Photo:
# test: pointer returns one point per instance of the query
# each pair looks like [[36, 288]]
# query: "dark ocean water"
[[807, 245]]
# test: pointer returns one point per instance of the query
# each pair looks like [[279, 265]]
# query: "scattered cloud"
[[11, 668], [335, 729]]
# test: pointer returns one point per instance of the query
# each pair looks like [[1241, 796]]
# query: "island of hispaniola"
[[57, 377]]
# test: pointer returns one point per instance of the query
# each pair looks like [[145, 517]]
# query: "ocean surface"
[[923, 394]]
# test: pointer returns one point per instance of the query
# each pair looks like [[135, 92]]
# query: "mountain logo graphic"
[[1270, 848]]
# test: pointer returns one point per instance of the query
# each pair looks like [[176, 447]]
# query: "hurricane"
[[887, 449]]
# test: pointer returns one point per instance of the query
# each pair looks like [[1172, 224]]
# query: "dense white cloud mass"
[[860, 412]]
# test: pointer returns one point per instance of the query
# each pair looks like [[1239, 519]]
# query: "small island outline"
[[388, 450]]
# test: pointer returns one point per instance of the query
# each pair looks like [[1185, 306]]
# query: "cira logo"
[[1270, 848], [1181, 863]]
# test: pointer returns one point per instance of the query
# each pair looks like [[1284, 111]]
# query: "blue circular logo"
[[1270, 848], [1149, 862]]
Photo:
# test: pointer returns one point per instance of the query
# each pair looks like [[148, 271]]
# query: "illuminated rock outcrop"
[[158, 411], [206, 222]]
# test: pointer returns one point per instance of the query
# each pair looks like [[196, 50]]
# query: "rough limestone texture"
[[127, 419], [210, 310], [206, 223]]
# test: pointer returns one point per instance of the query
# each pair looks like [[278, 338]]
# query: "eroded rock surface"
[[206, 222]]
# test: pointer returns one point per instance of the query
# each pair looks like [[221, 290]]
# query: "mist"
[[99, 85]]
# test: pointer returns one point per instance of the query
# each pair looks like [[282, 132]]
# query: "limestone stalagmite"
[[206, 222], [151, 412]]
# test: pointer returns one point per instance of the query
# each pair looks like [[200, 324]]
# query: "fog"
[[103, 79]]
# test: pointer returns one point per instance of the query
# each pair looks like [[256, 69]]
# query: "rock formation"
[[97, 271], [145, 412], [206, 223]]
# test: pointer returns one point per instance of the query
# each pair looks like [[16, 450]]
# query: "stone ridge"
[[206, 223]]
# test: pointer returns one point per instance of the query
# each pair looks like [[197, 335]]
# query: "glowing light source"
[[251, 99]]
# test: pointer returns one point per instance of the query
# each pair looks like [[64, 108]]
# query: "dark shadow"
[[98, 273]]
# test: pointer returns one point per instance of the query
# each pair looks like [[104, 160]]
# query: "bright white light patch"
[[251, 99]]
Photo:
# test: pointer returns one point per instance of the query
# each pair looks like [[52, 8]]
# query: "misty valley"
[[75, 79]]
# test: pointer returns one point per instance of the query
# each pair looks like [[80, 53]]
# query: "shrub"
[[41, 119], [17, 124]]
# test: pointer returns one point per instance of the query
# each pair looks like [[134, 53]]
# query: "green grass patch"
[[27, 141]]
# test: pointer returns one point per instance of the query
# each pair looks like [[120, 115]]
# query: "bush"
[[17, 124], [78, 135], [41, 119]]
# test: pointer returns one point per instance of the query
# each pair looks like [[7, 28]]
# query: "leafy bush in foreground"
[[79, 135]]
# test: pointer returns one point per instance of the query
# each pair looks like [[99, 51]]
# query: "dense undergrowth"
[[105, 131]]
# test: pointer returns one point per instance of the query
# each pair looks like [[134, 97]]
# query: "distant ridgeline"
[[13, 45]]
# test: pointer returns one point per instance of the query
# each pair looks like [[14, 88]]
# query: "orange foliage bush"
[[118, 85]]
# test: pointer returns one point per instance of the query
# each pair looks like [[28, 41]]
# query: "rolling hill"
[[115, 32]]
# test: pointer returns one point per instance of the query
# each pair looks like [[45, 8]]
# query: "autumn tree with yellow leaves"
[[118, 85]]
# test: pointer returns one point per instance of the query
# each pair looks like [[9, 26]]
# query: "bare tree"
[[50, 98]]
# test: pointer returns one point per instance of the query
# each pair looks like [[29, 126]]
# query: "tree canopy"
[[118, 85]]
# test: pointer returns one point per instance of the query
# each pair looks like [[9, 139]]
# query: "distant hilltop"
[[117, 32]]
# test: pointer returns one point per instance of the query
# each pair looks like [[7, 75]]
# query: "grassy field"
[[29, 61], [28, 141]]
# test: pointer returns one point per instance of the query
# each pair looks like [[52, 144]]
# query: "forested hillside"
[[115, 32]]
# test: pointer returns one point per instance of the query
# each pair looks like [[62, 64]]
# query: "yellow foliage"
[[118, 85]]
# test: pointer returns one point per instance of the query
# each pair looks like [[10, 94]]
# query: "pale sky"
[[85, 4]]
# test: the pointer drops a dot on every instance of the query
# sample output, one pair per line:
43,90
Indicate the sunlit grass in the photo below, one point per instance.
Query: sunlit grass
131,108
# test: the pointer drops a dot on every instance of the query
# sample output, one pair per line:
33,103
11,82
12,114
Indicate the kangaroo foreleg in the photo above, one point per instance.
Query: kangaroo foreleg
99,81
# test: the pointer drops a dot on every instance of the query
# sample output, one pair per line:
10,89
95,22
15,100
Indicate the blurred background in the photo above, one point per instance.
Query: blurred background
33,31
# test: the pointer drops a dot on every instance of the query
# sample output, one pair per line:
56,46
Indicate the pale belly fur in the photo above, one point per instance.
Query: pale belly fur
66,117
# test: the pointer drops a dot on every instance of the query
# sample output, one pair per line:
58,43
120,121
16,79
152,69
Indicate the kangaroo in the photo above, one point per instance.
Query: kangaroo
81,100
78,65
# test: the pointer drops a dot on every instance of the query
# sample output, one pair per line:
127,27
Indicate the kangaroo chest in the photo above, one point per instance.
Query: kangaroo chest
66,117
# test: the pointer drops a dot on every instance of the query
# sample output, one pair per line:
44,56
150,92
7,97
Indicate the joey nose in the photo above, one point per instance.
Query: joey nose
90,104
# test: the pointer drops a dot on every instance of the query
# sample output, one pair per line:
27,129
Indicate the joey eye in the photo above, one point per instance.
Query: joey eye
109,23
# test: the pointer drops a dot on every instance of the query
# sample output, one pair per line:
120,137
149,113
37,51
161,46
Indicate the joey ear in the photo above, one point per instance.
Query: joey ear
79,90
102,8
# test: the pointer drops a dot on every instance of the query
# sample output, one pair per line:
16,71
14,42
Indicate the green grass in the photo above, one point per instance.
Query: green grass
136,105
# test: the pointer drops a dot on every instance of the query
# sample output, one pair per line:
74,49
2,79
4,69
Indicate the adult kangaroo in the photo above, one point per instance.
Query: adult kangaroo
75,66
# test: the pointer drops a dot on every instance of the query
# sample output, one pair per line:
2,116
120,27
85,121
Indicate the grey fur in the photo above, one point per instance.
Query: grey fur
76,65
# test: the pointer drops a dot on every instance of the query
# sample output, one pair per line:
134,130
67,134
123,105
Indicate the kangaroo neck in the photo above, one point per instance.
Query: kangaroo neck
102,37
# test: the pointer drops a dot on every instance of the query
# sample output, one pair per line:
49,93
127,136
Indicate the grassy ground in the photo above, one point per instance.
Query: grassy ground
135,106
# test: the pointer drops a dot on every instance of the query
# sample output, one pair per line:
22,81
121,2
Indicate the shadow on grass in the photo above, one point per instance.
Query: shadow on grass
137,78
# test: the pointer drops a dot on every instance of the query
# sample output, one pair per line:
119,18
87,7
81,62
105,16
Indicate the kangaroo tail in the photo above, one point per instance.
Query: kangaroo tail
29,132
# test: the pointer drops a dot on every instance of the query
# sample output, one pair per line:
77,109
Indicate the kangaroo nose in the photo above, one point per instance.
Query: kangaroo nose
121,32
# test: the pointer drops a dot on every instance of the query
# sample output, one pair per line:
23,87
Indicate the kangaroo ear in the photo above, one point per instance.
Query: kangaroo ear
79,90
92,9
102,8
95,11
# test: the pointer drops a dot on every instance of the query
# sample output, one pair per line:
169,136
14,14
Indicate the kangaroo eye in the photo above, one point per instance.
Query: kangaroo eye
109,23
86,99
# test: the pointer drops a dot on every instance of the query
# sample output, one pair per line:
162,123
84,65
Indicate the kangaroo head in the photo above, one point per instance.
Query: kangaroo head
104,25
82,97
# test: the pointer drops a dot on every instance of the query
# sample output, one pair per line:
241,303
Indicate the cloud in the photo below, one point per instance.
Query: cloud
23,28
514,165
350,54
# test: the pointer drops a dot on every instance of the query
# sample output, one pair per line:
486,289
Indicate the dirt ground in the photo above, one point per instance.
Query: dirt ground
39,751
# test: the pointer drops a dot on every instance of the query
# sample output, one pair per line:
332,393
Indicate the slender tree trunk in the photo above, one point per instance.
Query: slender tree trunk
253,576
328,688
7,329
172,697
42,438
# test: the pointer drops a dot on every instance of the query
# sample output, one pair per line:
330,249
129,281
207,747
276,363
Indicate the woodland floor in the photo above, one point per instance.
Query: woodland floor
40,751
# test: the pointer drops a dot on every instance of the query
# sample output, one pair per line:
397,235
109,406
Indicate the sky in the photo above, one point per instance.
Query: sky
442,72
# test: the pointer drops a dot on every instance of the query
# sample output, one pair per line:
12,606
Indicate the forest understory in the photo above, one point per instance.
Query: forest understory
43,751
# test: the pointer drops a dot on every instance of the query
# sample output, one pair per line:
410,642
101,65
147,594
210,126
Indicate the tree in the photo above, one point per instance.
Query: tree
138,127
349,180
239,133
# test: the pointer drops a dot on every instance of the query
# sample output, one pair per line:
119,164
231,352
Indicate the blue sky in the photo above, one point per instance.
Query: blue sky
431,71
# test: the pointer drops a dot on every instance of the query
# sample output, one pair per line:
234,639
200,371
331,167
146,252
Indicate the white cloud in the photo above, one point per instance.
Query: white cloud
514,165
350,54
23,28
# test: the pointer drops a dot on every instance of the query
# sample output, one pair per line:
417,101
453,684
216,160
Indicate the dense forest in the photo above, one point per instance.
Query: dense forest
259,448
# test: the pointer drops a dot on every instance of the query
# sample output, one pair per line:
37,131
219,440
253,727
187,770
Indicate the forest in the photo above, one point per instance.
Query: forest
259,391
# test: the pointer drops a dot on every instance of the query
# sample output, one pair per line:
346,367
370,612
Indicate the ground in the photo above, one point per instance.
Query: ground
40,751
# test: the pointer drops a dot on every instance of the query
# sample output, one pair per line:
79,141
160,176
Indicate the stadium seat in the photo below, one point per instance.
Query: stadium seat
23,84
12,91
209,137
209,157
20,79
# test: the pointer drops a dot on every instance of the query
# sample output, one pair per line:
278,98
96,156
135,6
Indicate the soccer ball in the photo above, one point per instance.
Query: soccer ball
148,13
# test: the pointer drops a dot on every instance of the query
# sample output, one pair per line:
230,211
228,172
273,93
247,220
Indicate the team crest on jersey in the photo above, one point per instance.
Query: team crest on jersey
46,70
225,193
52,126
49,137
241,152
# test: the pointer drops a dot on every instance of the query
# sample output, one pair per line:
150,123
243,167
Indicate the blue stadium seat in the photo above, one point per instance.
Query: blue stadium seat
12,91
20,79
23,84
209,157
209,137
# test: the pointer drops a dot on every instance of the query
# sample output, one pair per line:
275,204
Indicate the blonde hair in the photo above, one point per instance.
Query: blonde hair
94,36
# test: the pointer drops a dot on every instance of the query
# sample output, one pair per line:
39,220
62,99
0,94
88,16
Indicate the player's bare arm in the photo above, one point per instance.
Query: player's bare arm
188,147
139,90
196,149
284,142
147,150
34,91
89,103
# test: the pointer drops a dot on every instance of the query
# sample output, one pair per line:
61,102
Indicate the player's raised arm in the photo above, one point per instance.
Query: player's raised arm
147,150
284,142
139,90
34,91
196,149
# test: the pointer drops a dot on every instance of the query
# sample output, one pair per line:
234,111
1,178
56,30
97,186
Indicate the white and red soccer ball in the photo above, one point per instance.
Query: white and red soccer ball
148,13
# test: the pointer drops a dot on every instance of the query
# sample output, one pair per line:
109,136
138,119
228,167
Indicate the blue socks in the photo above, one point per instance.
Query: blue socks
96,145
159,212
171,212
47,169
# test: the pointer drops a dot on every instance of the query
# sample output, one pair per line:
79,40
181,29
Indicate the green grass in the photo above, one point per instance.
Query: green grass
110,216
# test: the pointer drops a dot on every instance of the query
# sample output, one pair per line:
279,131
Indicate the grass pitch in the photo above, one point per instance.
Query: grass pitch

---

## EXERCISE BRIEF
Please recast the lines from the very start of the rows through the line containing "[[807, 245]]", both included, as a Markdown table with columns "No." and "Line", numbering each line and leaving out blank lines.

## OUTPUT FOR THIS TASK
| No. | Line |
|---|---|
| 1 | Photo: |
| 2 | # test: pointer returns one point per instance of the query |
| 3 | # each pair looks like [[36, 288]] |
| 4 | # query: "dark ocean water" |
| 5 | [[807, 245]] |